**STATED EXERCISE:** Take the line that contains "Practice step: point at the bird's wing" and every line after it in the material below, and quote them exactly.

· · · · · · ·

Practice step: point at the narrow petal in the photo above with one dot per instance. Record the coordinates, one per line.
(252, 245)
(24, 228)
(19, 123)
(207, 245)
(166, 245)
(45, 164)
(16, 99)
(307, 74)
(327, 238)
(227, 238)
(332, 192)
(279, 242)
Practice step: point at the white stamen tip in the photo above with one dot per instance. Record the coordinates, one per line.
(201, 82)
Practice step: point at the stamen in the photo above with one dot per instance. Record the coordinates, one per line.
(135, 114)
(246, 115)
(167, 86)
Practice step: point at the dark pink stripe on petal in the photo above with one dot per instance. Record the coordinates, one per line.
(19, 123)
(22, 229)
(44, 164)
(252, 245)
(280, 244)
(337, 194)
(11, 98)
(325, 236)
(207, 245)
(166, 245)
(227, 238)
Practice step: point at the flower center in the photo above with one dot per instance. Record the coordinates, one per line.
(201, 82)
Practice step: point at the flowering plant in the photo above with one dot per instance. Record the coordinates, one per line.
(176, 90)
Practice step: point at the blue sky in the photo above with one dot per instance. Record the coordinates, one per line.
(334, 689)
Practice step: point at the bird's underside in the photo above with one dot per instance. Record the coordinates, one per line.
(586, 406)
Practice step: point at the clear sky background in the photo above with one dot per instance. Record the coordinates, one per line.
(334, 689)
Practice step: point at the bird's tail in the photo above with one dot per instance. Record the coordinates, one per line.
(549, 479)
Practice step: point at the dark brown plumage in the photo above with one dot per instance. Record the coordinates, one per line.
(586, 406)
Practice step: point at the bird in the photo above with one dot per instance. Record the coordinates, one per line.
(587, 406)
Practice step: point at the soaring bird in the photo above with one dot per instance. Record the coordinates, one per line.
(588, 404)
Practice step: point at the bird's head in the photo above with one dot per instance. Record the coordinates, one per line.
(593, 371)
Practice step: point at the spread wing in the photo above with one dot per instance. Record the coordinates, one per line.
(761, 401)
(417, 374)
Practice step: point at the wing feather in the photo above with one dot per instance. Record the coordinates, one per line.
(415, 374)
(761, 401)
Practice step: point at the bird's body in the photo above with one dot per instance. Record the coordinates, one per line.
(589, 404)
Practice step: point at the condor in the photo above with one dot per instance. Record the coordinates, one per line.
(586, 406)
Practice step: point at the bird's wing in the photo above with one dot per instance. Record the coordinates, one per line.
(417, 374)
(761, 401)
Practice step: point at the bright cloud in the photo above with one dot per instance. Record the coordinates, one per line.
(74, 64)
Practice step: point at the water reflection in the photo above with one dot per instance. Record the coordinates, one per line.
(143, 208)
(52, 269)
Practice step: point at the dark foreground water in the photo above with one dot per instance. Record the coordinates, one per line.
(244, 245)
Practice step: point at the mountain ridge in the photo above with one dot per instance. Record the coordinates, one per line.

· · · · · · ·

**WRITTEN RESPONSE:**
Practice step: point at the bird's wing in the photo above with one dot per instance. Record the coordinates, one per line.
(417, 374)
(761, 401)
Practice step: point at the bright cloud in the photo above with one dot per instance. Record the coordinates, one per line.
(74, 64)
Practice step: point at the water reflection in the photo above with one dot per instance. Record the coordinates, one per line.
(143, 208)
(52, 269)
Practice step: point at the dark foreground water in the photo above with one dot per instance. Record the coordinates, one per line.
(244, 245)
Practice step: point at the mountain ridge in the photo above with one dot per instance. Record the coordinates, one per line.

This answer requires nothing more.